Problem -
Give the listing again in full and exactly, apart from its pictures.

Information provided -
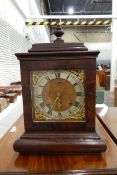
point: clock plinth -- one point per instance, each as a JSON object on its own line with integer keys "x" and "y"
{"x": 59, "y": 143}
{"x": 58, "y": 87}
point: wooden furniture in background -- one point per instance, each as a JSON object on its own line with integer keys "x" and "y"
{"x": 10, "y": 161}
{"x": 104, "y": 78}
{"x": 108, "y": 118}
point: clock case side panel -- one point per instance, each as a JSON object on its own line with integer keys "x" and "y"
{"x": 74, "y": 63}
{"x": 59, "y": 138}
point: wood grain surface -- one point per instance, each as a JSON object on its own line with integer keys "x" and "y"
{"x": 10, "y": 161}
{"x": 108, "y": 118}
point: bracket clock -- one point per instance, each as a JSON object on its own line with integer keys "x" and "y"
{"x": 58, "y": 86}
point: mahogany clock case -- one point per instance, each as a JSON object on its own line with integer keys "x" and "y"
{"x": 60, "y": 137}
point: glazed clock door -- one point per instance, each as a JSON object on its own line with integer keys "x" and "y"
{"x": 58, "y": 95}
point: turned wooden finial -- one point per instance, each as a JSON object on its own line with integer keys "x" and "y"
{"x": 58, "y": 33}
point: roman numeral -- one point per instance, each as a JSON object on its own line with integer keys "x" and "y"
{"x": 49, "y": 112}
{"x": 59, "y": 114}
{"x": 76, "y": 104}
{"x": 47, "y": 78}
{"x": 42, "y": 105}
{"x": 57, "y": 74}
{"x": 78, "y": 93}
{"x": 68, "y": 76}
{"x": 39, "y": 96}
{"x": 75, "y": 84}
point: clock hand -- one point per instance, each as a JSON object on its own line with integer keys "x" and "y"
{"x": 57, "y": 102}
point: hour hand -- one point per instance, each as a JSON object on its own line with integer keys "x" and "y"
{"x": 57, "y": 101}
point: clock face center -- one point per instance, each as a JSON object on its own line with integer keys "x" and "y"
{"x": 59, "y": 94}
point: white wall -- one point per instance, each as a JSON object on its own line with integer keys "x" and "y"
{"x": 13, "y": 14}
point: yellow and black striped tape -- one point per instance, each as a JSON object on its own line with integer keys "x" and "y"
{"x": 70, "y": 23}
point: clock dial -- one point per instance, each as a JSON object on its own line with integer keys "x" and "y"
{"x": 58, "y": 95}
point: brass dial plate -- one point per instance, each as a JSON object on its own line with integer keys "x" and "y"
{"x": 58, "y": 95}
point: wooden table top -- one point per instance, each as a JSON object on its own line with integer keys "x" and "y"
{"x": 108, "y": 118}
{"x": 10, "y": 161}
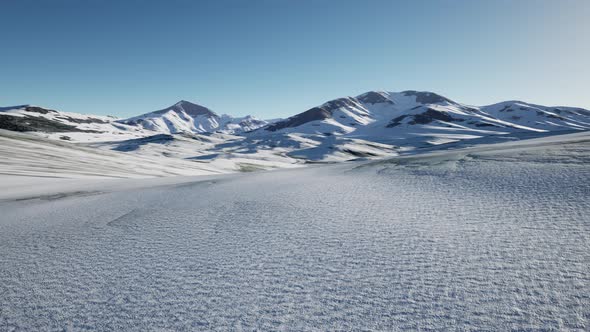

Your solution -
point: clock plinth -- one point per instance, each as a JSON object on its own line with integer keys "x" and "y"
{"x": 59, "y": 143}
{"x": 58, "y": 87}
point: wooden furniture in background -- one point per instance, each as a JSON object on its own line with integer keys "x" and "y"
{"x": 10, "y": 161}
{"x": 104, "y": 78}
{"x": 108, "y": 118}
point: clock case side panel -- one point per instance, each as a JSON object on its own line with integer keys "x" and "y"
{"x": 74, "y": 63}
{"x": 59, "y": 138}
point: wood grain surface -- one point per instance, each as a JSON object on its own line with integer keys "x" and "y"
{"x": 10, "y": 161}
{"x": 108, "y": 118}
point: bracket clock -- one point per instance, each as a JSON object on its own line with integer keys "x" and "y"
{"x": 58, "y": 86}
point: mahogany clock case -- one point per instance, each as a JSON object on its own line with integer keys "x" and "y"
{"x": 60, "y": 137}
point: glazed clock door -- one point per instance, each as a JSON object on its own line with integer keys "x" and "y"
{"x": 58, "y": 95}
point: turned wooden finial -- one point per instance, each as a JSON object on its own line with integer keys "x" and "y"
{"x": 58, "y": 33}
point: roman numeral -- one point per instance, each as a JSON object on its own line with integer keys "x" and "y"
{"x": 49, "y": 112}
{"x": 59, "y": 114}
{"x": 76, "y": 104}
{"x": 47, "y": 78}
{"x": 42, "y": 105}
{"x": 57, "y": 74}
{"x": 78, "y": 93}
{"x": 68, "y": 76}
{"x": 39, "y": 96}
{"x": 75, "y": 84}
point: clock hand -- one point per instance, each as a JSON object on its own line with integer keys "x" and "y"
{"x": 57, "y": 102}
point: hour hand -- one point per instance, each as a JSON object on its own line with integer keys "x" and "y"
{"x": 57, "y": 101}
point: clock face center -- one point per instance, each as a JSON object on its own line with integer keys "x" and "y"
{"x": 59, "y": 94}
point: white wall -- one point per instance, each as a JSON object on its own line with integer keys "x" and "y"
{"x": 13, "y": 14}
point: yellow and black striped tape -- one point per instance, each as a JSON object on its own line with integer keys "x" and "y"
{"x": 70, "y": 23}
point: clock dial -- one point per instance, each as a JSON object on its own line with integer keys "x" and "y"
{"x": 58, "y": 95}
point: brass dial plate -- one point per instance, each as a JSON object on its own line with integer keys "x" and "y"
{"x": 58, "y": 95}
point: wooden table top -- one point per instance, each as a JSON object on its own line with integer keys "x" and "y"
{"x": 108, "y": 118}
{"x": 10, "y": 161}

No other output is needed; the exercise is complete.